Excerpt provided
* * * * * * *

[HN Gopher] SIMD-accelerated computer vision on a $2 microcontro...
       ___________________________________________________________________
        
       SIMD-accelerated computer vision on a $2 microcontroller
        
       Author : shraiwi
       Score  : 280 points
       Date   : 2024-06-25 02:10 UTC (20 hours ago)
        
 (HTM) web link (shraiwi.github.io)
 (TXT) w3m dump (shraiwi.github.io)
        
       | restricted_ptr wrote:
       | I wonder if ESP32 has VLIW slots and a tighter instruction
       | packaging is possible?
        
         | duskwuff wrote:
         | Neither Xtensa nor RISC-V are VLIW architectures.
        
           | restricted_ptr wrote:
           | Xtensa architecture is flexible and extendable by the user.

* * * * * * *

Raw data
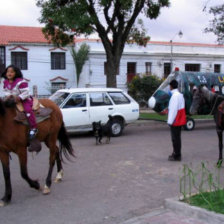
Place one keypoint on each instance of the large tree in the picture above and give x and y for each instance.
(217, 23)
(112, 20)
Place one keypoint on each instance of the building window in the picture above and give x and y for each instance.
(167, 69)
(2, 59)
(217, 68)
(106, 69)
(192, 67)
(19, 59)
(57, 60)
(131, 71)
(148, 68)
(57, 85)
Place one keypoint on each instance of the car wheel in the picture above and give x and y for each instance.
(117, 127)
(190, 124)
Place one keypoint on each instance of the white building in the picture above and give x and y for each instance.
(46, 66)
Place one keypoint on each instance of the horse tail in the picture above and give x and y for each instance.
(65, 144)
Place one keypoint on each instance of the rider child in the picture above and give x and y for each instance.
(16, 86)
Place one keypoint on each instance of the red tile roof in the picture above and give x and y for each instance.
(22, 34)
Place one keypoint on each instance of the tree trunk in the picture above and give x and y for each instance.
(111, 72)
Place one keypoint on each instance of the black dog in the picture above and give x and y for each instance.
(101, 130)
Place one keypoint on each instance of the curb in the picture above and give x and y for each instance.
(204, 215)
(141, 219)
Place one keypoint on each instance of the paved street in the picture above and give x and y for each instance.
(109, 184)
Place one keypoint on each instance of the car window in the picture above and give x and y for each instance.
(76, 100)
(99, 99)
(119, 98)
(59, 97)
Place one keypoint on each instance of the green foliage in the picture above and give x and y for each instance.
(65, 19)
(217, 24)
(79, 58)
(141, 88)
(202, 186)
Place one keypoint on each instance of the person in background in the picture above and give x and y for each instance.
(212, 89)
(15, 86)
(176, 119)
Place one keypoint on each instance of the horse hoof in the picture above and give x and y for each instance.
(46, 190)
(2, 204)
(59, 176)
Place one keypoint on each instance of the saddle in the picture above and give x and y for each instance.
(220, 113)
(41, 112)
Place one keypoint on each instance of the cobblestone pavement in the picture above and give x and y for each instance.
(117, 183)
(163, 216)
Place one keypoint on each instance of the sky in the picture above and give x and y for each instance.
(185, 15)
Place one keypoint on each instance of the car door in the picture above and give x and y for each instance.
(75, 112)
(100, 106)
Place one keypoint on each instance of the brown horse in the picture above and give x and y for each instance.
(13, 138)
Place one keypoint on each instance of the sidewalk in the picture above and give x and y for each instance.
(163, 216)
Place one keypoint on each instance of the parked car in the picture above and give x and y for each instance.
(82, 106)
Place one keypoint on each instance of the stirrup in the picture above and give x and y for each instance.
(33, 133)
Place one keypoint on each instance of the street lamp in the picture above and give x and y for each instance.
(180, 34)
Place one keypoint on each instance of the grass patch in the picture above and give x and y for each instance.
(206, 180)
(155, 116)
(215, 199)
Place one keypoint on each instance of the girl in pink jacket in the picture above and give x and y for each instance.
(14, 85)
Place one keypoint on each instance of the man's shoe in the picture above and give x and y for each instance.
(174, 158)
(33, 133)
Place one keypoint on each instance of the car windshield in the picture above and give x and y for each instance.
(165, 85)
(59, 97)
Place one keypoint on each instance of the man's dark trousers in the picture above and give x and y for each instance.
(176, 139)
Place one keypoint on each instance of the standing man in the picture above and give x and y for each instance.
(176, 119)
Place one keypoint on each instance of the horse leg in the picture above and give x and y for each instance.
(6, 171)
(53, 152)
(60, 173)
(219, 133)
(22, 154)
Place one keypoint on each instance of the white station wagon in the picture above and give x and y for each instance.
(82, 106)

* * * * * * *

What you are asked to do
For each statement, say yes or no to whether it agrees with the forum thread on SIMD-accelerated computer vision on a $2 microcontroller, and quote the deciding words of the thread: (a) The post received 280 points. (b) duskwuff states that Xtensa is a VLIW architecture. (c) restricted_ptr states that users can extend the Xtensa architecture.

Answer to this exercise
(a) Yes: "280 points"
(b) No: "Neither Xtensa nor RISC-V are VLIW architectures."
(c) Yes: "Xtensa architecture is flexible and extendable by the user."